[Saved entries]

────────────────────

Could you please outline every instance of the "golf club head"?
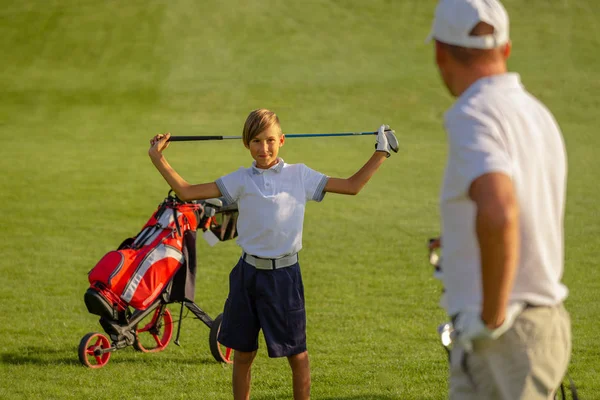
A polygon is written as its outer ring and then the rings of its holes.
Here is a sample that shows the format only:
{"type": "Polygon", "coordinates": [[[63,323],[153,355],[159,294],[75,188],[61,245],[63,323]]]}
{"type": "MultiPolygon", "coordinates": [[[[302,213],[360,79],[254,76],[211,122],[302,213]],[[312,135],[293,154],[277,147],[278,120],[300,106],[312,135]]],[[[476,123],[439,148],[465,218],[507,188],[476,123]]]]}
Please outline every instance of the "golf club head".
{"type": "Polygon", "coordinates": [[[212,199],[206,199],[204,200],[204,202],[206,204],[211,204],[215,207],[221,208],[223,207],[223,200],[221,200],[220,198],[212,198],[212,199]]]}
{"type": "Polygon", "coordinates": [[[208,218],[210,217],[214,217],[217,214],[217,210],[215,210],[213,207],[210,206],[206,206],[204,207],[204,215],[208,218]]]}
{"type": "Polygon", "coordinates": [[[438,335],[440,335],[440,340],[442,342],[442,346],[446,349],[449,349],[452,346],[452,339],[454,334],[454,326],[452,326],[452,322],[446,322],[441,324],[437,328],[438,335]]]}
{"type": "Polygon", "coordinates": [[[395,132],[392,130],[386,130],[385,136],[387,137],[390,149],[392,149],[394,153],[397,153],[398,149],[400,148],[400,145],[398,144],[398,138],[396,138],[395,132]]]}
{"type": "Polygon", "coordinates": [[[440,238],[431,238],[427,242],[427,248],[429,249],[429,264],[435,267],[435,274],[442,273],[442,257],[440,256],[441,240],[440,238]]]}

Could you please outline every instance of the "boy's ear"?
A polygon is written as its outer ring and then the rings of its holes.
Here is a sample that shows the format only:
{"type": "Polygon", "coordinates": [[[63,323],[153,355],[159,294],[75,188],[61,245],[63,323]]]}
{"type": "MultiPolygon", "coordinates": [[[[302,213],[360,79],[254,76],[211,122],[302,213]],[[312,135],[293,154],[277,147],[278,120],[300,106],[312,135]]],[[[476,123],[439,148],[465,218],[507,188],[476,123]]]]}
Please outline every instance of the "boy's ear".
{"type": "Polygon", "coordinates": [[[282,133],[281,136],[279,136],[279,147],[283,146],[284,143],[285,143],[285,135],[282,133]]]}

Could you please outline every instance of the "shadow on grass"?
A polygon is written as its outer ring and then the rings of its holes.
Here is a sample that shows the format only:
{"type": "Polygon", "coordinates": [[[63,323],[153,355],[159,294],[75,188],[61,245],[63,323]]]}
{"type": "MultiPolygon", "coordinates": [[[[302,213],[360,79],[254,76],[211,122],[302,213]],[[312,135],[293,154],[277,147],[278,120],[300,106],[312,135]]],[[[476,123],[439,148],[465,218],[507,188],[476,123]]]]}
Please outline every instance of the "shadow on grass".
{"type": "MultiPolygon", "coordinates": [[[[255,400],[274,400],[273,396],[252,396],[255,400]]],[[[320,400],[398,400],[398,397],[383,394],[357,394],[353,396],[319,397],[320,400]]]]}
{"type": "MultiPolygon", "coordinates": [[[[150,358],[152,357],[152,354],[147,354],[148,361],[150,361],[150,358]]],[[[142,357],[146,357],[146,355],[143,355],[142,357]]],[[[223,368],[227,367],[227,364],[223,364],[223,363],[219,363],[217,362],[217,360],[215,360],[212,357],[185,357],[182,358],[180,356],[171,356],[171,357],[161,357],[153,359],[156,360],[156,362],[160,363],[160,365],[164,365],[165,362],[167,363],[174,363],[174,364],[182,364],[182,365],[221,365],[223,366],[223,368]]],[[[136,358],[136,359],[131,359],[129,358],[128,361],[132,361],[132,362],[139,362],[140,358],[136,358]]],[[[146,362],[146,358],[144,358],[144,362],[146,362]]]]}
{"type": "MultiPolygon", "coordinates": [[[[77,360],[77,364],[79,364],[79,360],[77,360]]],[[[141,357],[111,357],[108,361],[107,365],[114,364],[120,366],[131,365],[132,367],[135,365],[144,365],[146,367],[156,367],[161,368],[165,366],[165,363],[170,365],[177,364],[179,366],[199,366],[199,365],[214,365],[217,362],[212,358],[199,358],[199,359],[173,359],[173,358],[162,358],[162,357],[153,357],[152,354],[143,355],[141,357]],[[147,357],[146,357],[147,356],[147,357]]]]}
{"type": "Polygon", "coordinates": [[[398,397],[383,394],[358,394],[355,396],[323,397],[323,400],[398,400],[398,397]]]}
{"type": "MultiPolygon", "coordinates": [[[[123,349],[125,350],[125,349],[123,349]]],[[[132,349],[133,350],[133,349],[132,349]]],[[[122,357],[119,357],[119,351],[113,353],[110,357],[109,363],[112,364],[137,364],[140,362],[146,364],[152,364],[155,362],[164,363],[179,363],[187,365],[209,365],[218,364],[218,362],[212,357],[186,357],[182,359],[178,355],[171,355],[169,357],[152,357],[151,353],[143,354],[137,352],[125,351],[122,357]]],[[[27,346],[15,350],[14,352],[0,353],[0,364],[11,364],[11,365],[82,365],[79,362],[77,349],[73,348],[49,348],[44,346],[27,346]],[[66,356],[65,354],[72,354],[72,356],[66,356]]],[[[225,364],[223,364],[225,367],[225,364]]]]}
{"type": "Polygon", "coordinates": [[[33,364],[33,365],[77,365],[79,360],[77,353],[74,357],[65,357],[69,349],[49,348],[44,346],[27,346],[15,352],[6,352],[0,354],[2,364],[33,364]]]}

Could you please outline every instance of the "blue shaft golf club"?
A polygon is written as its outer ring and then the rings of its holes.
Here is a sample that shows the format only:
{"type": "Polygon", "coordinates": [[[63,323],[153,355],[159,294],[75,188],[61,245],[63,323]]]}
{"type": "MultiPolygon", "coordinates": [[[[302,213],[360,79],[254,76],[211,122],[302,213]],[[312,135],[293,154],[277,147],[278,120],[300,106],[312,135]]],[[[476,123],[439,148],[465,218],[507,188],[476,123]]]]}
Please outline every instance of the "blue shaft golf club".
{"type": "MultiPolygon", "coordinates": [[[[377,132],[342,132],[342,133],[286,133],[286,138],[331,137],[331,136],[366,136],[377,135],[377,132]]],[[[171,136],[170,142],[189,142],[194,140],[227,140],[241,139],[241,136],[171,136]]]]}

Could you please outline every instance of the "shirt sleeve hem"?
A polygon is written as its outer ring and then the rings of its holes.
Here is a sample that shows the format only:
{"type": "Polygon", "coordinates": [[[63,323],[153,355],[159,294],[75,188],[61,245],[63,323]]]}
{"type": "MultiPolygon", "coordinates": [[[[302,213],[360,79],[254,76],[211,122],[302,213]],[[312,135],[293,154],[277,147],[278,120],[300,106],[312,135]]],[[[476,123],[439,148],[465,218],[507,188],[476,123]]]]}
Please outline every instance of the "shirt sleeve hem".
{"type": "Polygon", "coordinates": [[[233,200],[233,197],[231,197],[231,195],[227,191],[227,188],[225,187],[225,183],[223,183],[223,180],[221,178],[219,178],[215,181],[215,183],[217,184],[217,187],[221,191],[221,195],[223,195],[223,197],[225,198],[225,201],[227,201],[227,204],[235,203],[235,200],[233,200]]]}
{"type": "Polygon", "coordinates": [[[315,190],[312,200],[321,201],[321,200],[323,200],[323,198],[325,198],[325,193],[326,193],[325,186],[327,185],[327,181],[329,181],[329,177],[323,175],[323,178],[321,178],[321,181],[319,182],[319,185],[317,186],[317,189],[315,190]]]}

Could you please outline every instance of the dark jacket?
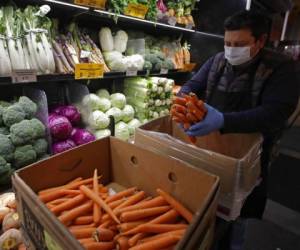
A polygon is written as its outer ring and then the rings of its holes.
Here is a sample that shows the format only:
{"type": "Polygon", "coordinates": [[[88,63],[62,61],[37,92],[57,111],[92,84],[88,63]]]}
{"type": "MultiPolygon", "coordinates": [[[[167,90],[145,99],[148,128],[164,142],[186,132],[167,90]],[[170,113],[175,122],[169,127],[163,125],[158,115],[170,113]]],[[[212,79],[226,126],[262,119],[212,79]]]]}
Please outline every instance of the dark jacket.
{"type": "MultiPolygon", "coordinates": [[[[259,57],[260,61],[265,61],[272,68],[272,73],[264,80],[260,93],[257,95],[257,102],[253,107],[246,110],[239,110],[238,107],[235,107],[223,112],[222,132],[224,133],[261,132],[264,135],[268,134],[270,131],[284,127],[297,106],[299,70],[297,70],[295,62],[287,60],[281,54],[270,52],[263,52],[259,57]]],[[[194,77],[182,87],[181,93],[194,92],[198,96],[207,97],[208,78],[214,68],[214,59],[215,57],[210,58],[200,68],[194,77]]],[[[253,67],[249,67],[249,71],[252,69],[253,67]]],[[[221,73],[223,74],[223,72],[221,73]]],[[[238,75],[234,75],[234,70],[232,74],[233,79],[230,81],[238,77],[238,75]]],[[[254,73],[251,72],[251,74],[254,73]]]]}

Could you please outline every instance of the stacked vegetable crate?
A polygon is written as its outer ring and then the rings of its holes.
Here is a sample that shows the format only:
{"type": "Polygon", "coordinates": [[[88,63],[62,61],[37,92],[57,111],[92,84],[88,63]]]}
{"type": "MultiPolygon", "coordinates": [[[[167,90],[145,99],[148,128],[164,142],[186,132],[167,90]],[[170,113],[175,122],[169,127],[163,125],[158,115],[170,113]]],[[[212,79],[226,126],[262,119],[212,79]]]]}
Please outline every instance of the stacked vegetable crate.
{"type": "Polygon", "coordinates": [[[124,83],[127,101],[140,121],[169,114],[174,80],[160,77],[129,78],[124,83]]]}

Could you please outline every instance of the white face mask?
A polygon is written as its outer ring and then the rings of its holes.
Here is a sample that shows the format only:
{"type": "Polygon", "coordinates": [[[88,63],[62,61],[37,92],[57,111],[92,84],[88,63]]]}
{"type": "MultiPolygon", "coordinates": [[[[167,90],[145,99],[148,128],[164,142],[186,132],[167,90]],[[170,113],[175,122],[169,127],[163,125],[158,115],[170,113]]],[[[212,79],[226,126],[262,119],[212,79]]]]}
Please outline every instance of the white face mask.
{"type": "Polygon", "coordinates": [[[225,58],[233,65],[241,65],[251,60],[250,50],[251,47],[229,47],[224,46],[225,58]]]}

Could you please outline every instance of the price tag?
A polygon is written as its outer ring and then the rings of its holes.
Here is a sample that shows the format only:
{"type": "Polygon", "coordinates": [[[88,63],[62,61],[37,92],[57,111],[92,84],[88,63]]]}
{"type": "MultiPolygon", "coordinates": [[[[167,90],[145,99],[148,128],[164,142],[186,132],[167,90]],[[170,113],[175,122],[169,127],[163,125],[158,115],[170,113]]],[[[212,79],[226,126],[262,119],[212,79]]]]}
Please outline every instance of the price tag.
{"type": "Polygon", "coordinates": [[[106,0],[74,0],[75,4],[92,7],[95,9],[104,9],[106,0]]]}
{"type": "Polygon", "coordinates": [[[80,63],[75,65],[75,79],[103,78],[104,65],[100,63],[80,63]]]}
{"type": "Polygon", "coordinates": [[[168,69],[161,69],[160,70],[160,74],[161,75],[167,75],[169,73],[169,70],[168,69]]]}
{"type": "Polygon", "coordinates": [[[129,3],[125,8],[125,15],[145,19],[149,7],[144,4],[129,3]]]}
{"type": "Polygon", "coordinates": [[[82,58],[82,59],[89,58],[91,54],[92,54],[92,52],[90,52],[90,51],[81,50],[80,51],[80,58],[82,58]]]}
{"type": "Polygon", "coordinates": [[[137,70],[128,69],[126,71],[126,76],[137,76],[137,70]]]}
{"type": "Polygon", "coordinates": [[[36,71],[32,69],[13,70],[12,83],[37,82],[36,71]]]}

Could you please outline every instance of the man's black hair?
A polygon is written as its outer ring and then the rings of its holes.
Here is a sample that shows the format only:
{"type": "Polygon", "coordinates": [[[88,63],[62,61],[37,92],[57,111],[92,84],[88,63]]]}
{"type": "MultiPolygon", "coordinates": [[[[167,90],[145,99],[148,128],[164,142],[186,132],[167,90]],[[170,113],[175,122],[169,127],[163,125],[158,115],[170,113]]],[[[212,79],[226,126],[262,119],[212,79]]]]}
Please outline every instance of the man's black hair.
{"type": "Polygon", "coordinates": [[[240,11],[228,17],[224,23],[225,30],[249,29],[258,39],[269,32],[269,20],[266,16],[254,11],[240,11]]]}

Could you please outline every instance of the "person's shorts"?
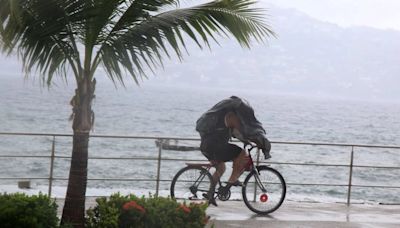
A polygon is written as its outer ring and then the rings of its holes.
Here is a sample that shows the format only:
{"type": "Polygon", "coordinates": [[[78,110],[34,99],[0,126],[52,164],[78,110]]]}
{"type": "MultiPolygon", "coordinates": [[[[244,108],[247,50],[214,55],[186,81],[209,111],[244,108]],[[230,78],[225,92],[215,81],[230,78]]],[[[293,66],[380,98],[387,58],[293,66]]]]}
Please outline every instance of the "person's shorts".
{"type": "Polygon", "coordinates": [[[242,148],[227,142],[205,141],[201,143],[201,152],[210,161],[233,161],[242,151],[242,148]]]}

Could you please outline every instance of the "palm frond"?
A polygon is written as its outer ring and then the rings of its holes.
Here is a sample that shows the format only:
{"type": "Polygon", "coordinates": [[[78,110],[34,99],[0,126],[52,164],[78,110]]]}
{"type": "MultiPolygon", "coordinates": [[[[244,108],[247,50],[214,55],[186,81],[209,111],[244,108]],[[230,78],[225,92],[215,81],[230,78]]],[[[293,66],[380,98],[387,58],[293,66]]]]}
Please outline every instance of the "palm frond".
{"type": "MultiPolygon", "coordinates": [[[[50,83],[54,74],[66,77],[65,63],[78,75],[79,52],[71,43],[73,27],[66,10],[78,12],[74,1],[1,0],[3,51],[17,48],[25,72],[40,72],[50,83]]],[[[79,19],[75,19],[79,22],[79,19]]]]}
{"type": "Polygon", "coordinates": [[[138,82],[137,77],[146,75],[143,63],[149,69],[162,66],[163,54],[169,57],[170,48],[178,58],[183,57],[181,49],[186,45],[182,32],[200,48],[203,44],[209,46],[210,39],[217,41],[215,35],[232,35],[242,46],[250,47],[252,39],[264,41],[274,36],[263,21],[262,10],[252,8],[254,4],[252,0],[212,1],[147,17],[131,16],[128,8],[108,34],[95,61],[102,61],[110,78],[123,82],[122,67],[138,82]]]}
{"type": "Polygon", "coordinates": [[[120,17],[110,33],[126,31],[136,23],[149,18],[152,13],[158,12],[162,7],[179,5],[177,0],[136,0],[129,3],[130,5],[127,4],[125,9],[121,9],[120,17]]]}
{"type": "Polygon", "coordinates": [[[114,82],[123,84],[128,73],[138,83],[170,52],[182,59],[187,38],[203,48],[218,36],[233,36],[250,47],[253,39],[273,36],[254,3],[215,0],[180,8],[179,0],[0,0],[0,45],[6,53],[16,49],[25,71],[39,71],[48,83],[55,74],[66,77],[69,67],[77,80],[86,70],[93,77],[100,64],[114,82]],[[83,62],[78,43],[85,47],[83,62]]]}

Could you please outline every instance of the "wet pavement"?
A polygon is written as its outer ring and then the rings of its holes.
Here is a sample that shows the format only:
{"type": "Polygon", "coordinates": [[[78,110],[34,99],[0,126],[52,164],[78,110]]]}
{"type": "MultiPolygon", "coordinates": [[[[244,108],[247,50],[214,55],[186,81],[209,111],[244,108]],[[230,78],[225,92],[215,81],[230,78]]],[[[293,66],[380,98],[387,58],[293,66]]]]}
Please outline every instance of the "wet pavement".
{"type": "MultiPolygon", "coordinates": [[[[88,197],[86,207],[95,205],[95,198],[88,197]]],[[[61,215],[63,199],[58,199],[61,215]]],[[[243,201],[217,201],[207,209],[210,221],[207,227],[245,228],[399,228],[400,205],[307,203],[285,201],[275,212],[258,216],[243,201]]]]}
{"type": "Polygon", "coordinates": [[[287,202],[257,216],[241,201],[210,206],[208,227],[400,227],[400,205],[287,202]]]}

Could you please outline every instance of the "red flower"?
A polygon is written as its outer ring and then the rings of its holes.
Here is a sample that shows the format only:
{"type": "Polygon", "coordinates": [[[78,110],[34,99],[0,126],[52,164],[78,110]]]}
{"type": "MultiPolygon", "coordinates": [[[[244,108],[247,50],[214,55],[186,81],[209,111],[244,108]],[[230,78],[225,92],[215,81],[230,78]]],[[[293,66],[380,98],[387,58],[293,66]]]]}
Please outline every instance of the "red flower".
{"type": "Polygon", "coordinates": [[[137,204],[135,201],[129,201],[129,202],[125,203],[124,206],[122,206],[122,208],[124,210],[136,209],[142,213],[146,212],[146,210],[142,206],[137,204]]]}
{"type": "Polygon", "coordinates": [[[179,208],[178,209],[181,209],[182,211],[184,211],[185,213],[190,213],[190,208],[188,208],[186,205],[184,205],[184,204],[181,204],[180,206],[179,206],[179,208]]]}

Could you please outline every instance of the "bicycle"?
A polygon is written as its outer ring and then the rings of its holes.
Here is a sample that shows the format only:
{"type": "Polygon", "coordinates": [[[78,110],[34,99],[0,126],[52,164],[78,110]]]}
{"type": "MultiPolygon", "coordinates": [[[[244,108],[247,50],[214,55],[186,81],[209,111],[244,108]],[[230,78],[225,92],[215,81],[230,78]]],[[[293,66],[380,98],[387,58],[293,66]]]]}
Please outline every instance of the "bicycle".
{"type": "MultiPolygon", "coordinates": [[[[248,145],[249,162],[245,170],[249,173],[242,184],[243,201],[251,211],[261,215],[269,214],[282,205],[286,196],[286,182],[277,170],[266,165],[255,165],[251,151],[258,147],[246,143],[243,148],[246,149],[248,145]]],[[[215,165],[186,163],[186,167],[179,170],[172,179],[171,197],[197,201],[202,200],[199,198],[200,193],[203,200],[208,200],[208,196],[221,201],[229,200],[231,191],[221,191],[221,180],[212,184],[211,168],[215,168],[215,165]]]]}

────────────────────

Work request
Please output exactly the lines between the one holding "Please outline every instance of the stacked vegetable crate." and the one holding "Could you please outline every instance of the white" in the records above, inclusive, and nothing more.

Completed task
Please outline every instance of the stacked vegetable crate.
{"type": "Polygon", "coordinates": [[[124,83],[127,101],[140,121],[169,114],[174,80],[160,77],[129,78],[124,83]]]}

Could you please outline every instance of the white face mask?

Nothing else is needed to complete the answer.